EXERCISE INSTRUCTIONS >>
Your task is to copy each line of the material below that includes "close".

EXTRACTED DATA >>
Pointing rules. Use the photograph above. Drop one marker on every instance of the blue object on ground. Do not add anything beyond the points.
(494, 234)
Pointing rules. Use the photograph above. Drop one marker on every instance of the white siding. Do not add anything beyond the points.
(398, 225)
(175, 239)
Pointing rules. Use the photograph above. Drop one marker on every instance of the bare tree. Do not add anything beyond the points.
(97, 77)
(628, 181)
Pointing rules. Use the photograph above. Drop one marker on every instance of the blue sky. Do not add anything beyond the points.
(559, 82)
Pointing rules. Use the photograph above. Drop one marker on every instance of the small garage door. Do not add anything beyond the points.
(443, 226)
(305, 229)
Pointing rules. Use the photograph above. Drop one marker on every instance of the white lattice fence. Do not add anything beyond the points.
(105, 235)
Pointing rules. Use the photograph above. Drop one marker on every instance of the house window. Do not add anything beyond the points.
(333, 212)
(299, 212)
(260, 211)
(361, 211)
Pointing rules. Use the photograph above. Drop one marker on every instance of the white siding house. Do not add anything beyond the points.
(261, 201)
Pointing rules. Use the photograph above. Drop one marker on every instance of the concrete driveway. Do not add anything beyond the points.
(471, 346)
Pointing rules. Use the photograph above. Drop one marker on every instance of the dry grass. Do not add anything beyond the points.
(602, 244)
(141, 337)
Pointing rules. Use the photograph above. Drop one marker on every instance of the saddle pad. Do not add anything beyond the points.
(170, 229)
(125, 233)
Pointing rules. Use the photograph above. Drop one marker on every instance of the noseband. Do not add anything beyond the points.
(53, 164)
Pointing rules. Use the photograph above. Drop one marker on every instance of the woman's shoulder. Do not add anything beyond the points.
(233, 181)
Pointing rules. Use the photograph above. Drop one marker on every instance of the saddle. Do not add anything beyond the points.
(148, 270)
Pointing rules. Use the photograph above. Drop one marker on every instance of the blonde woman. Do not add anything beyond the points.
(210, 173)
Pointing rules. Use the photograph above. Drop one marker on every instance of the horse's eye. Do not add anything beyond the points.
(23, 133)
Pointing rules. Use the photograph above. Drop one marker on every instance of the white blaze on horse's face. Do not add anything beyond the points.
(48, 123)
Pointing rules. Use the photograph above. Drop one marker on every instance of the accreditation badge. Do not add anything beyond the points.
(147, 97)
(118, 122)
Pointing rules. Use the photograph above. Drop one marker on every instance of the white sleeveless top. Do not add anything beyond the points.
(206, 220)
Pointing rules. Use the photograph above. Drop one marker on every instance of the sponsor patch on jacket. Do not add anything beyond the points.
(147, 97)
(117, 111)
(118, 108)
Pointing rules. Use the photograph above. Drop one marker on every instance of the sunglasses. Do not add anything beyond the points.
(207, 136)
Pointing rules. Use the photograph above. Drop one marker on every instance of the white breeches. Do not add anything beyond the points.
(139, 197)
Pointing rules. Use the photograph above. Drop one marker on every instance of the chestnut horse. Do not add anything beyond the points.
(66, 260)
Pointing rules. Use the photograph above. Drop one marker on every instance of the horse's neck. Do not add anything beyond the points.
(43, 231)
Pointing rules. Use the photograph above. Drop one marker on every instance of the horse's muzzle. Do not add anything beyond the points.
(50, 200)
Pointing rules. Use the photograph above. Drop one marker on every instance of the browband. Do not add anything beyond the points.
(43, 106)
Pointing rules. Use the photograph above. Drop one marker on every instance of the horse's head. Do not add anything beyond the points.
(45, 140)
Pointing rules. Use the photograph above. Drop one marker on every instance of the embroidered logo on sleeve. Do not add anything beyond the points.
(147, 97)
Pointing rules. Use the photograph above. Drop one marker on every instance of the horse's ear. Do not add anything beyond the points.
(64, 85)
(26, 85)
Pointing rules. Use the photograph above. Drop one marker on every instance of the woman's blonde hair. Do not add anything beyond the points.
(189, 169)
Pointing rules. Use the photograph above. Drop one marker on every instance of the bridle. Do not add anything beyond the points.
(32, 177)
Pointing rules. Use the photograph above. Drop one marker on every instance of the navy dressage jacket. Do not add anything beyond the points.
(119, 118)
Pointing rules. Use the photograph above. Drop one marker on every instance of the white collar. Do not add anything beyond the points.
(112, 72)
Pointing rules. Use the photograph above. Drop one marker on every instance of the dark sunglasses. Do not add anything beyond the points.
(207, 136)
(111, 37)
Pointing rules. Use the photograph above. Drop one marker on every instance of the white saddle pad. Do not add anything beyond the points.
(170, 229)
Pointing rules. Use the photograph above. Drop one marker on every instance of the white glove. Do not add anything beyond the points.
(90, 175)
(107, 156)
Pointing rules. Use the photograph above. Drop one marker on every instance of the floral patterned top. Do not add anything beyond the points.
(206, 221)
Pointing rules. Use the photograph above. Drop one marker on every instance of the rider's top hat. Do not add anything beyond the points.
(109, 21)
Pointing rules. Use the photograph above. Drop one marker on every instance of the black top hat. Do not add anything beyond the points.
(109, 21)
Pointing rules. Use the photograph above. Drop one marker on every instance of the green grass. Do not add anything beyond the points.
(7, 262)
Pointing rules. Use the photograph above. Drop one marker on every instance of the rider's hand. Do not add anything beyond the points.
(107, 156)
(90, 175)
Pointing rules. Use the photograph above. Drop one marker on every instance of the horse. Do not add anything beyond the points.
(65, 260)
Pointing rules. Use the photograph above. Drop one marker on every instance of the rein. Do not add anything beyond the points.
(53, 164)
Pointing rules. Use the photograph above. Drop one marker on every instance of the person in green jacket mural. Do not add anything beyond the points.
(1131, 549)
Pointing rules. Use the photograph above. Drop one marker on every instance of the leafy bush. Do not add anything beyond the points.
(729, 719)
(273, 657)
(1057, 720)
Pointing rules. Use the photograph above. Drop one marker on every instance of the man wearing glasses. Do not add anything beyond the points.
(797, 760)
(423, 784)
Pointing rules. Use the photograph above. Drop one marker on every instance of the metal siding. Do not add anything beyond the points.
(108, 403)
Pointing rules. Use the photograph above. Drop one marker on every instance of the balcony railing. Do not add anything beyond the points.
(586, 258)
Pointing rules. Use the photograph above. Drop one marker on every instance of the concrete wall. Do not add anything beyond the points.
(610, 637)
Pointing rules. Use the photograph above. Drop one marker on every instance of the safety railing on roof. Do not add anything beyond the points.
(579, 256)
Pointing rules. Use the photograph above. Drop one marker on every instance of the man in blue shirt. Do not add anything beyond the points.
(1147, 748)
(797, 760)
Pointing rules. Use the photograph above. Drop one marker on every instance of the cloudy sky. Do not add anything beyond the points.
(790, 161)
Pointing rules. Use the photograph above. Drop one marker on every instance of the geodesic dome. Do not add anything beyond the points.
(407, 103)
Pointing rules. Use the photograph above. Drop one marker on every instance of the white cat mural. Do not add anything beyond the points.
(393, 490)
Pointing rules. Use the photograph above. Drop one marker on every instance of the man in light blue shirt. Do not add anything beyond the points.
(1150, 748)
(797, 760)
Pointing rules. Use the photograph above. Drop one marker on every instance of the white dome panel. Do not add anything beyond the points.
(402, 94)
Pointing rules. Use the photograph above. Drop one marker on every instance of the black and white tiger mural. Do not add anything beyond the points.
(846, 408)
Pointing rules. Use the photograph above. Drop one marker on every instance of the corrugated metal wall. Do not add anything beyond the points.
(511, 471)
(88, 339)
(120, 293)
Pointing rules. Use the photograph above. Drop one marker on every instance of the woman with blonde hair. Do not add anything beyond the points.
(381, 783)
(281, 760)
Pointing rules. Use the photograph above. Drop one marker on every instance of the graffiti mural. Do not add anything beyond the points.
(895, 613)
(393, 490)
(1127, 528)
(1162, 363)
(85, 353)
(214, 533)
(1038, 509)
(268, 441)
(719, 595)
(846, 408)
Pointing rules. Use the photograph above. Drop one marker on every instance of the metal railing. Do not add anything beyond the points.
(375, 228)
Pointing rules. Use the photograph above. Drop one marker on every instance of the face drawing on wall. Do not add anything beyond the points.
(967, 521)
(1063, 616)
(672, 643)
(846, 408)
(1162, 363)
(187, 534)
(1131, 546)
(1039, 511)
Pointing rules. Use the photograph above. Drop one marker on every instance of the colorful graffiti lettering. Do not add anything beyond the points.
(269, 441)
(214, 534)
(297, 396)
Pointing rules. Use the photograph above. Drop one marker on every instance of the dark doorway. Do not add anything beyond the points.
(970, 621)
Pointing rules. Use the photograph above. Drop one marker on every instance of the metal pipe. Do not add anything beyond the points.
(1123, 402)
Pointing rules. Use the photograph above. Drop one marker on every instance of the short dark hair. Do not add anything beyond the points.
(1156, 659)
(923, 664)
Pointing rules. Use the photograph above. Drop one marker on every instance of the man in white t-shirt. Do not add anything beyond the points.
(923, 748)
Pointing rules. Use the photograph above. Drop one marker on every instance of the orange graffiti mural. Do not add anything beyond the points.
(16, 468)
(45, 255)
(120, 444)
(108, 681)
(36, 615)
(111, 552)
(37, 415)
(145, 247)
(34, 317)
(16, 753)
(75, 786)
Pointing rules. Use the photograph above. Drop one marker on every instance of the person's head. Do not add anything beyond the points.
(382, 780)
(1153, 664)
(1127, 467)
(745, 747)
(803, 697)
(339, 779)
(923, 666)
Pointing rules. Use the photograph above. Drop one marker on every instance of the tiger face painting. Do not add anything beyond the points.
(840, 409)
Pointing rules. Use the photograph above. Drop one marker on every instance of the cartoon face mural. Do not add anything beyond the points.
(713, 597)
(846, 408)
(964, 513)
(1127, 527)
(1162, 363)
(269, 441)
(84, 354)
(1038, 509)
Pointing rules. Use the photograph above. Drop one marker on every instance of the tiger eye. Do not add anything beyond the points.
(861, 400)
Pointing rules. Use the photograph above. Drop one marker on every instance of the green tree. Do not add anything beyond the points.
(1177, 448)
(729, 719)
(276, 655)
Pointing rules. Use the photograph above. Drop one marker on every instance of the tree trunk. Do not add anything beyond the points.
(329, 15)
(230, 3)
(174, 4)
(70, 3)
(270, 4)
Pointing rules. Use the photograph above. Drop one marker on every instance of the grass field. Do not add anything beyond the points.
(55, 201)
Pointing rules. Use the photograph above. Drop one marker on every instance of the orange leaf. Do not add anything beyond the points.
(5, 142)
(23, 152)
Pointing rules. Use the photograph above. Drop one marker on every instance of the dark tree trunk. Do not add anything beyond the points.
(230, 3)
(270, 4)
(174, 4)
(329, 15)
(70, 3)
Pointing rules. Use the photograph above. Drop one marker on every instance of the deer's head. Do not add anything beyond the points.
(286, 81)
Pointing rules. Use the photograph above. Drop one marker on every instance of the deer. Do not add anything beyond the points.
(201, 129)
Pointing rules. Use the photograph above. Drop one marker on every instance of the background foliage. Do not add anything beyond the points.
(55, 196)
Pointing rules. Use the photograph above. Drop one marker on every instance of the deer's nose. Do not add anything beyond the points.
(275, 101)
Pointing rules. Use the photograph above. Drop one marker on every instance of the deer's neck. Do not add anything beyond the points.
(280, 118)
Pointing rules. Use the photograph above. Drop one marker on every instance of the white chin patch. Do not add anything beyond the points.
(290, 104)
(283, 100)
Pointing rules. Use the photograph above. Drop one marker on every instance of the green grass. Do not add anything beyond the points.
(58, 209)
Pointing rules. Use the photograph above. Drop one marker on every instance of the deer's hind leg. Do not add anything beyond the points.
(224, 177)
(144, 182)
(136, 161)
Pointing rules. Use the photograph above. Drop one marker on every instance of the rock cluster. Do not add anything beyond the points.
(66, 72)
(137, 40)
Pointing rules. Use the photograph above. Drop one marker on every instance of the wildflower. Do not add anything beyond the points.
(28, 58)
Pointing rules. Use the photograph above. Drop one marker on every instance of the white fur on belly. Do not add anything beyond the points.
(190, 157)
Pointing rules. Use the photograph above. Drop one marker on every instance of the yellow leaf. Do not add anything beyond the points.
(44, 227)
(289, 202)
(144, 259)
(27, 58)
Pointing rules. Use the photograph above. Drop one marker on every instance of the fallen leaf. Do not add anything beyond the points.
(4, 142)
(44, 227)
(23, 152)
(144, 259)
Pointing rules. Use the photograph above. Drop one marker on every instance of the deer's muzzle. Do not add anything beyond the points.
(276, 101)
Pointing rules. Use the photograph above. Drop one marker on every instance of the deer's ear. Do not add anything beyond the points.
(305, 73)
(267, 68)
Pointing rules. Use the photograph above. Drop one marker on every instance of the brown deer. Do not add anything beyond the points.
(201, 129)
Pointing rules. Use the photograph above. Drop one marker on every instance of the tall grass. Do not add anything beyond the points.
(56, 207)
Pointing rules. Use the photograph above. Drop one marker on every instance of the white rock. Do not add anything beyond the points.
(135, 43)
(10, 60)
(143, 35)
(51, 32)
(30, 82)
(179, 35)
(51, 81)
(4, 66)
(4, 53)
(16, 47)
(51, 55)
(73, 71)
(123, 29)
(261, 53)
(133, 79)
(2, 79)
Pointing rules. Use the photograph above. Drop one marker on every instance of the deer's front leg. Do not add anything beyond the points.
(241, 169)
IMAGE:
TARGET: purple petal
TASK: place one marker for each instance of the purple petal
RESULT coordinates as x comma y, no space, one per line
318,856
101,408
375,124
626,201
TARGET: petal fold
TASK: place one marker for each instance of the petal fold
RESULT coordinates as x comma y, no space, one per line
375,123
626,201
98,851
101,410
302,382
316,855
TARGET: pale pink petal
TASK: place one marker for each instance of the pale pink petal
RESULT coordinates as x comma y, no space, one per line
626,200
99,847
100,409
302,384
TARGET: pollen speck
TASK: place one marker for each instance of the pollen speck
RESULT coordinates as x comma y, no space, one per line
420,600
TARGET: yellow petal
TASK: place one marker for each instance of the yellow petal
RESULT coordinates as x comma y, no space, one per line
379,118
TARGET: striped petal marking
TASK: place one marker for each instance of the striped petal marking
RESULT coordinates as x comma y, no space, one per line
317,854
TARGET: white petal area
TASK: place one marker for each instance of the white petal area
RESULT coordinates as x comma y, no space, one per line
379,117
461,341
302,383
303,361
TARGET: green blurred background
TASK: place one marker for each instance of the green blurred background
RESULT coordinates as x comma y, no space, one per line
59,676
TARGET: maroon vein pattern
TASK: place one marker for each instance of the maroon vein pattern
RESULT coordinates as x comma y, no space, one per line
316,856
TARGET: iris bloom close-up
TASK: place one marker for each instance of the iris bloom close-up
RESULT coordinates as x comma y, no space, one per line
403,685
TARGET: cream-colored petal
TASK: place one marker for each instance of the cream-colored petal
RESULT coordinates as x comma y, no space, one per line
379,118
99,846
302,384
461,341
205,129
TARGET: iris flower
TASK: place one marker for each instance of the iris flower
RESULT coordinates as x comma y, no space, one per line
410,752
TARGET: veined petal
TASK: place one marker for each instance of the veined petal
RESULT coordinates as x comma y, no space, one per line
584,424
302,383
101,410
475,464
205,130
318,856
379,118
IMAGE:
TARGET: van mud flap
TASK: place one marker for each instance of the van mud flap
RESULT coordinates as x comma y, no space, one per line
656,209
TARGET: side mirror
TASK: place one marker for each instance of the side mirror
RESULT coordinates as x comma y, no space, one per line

TASK RESULT >>
TARGET: iris bloom close-up
TASK: place one marker for each instance of the iris bloom close-up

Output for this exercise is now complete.